[Saved entries]

* * * * * * * * *

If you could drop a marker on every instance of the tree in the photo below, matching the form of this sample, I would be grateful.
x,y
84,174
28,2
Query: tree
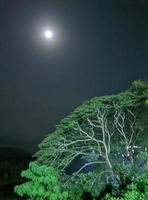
x,y
43,184
104,132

* * * * * * * * *

• _WHAT IS EXPECTED_
All of the entries above should be copied exactly, except for the pictures.

• _ANSWER BOX_
If you could drop a marker on every instance of the tree in the photo below, matching the form of this sample, I would be grateful.
x,y
84,174
28,2
Query: tree
x,y
43,184
104,132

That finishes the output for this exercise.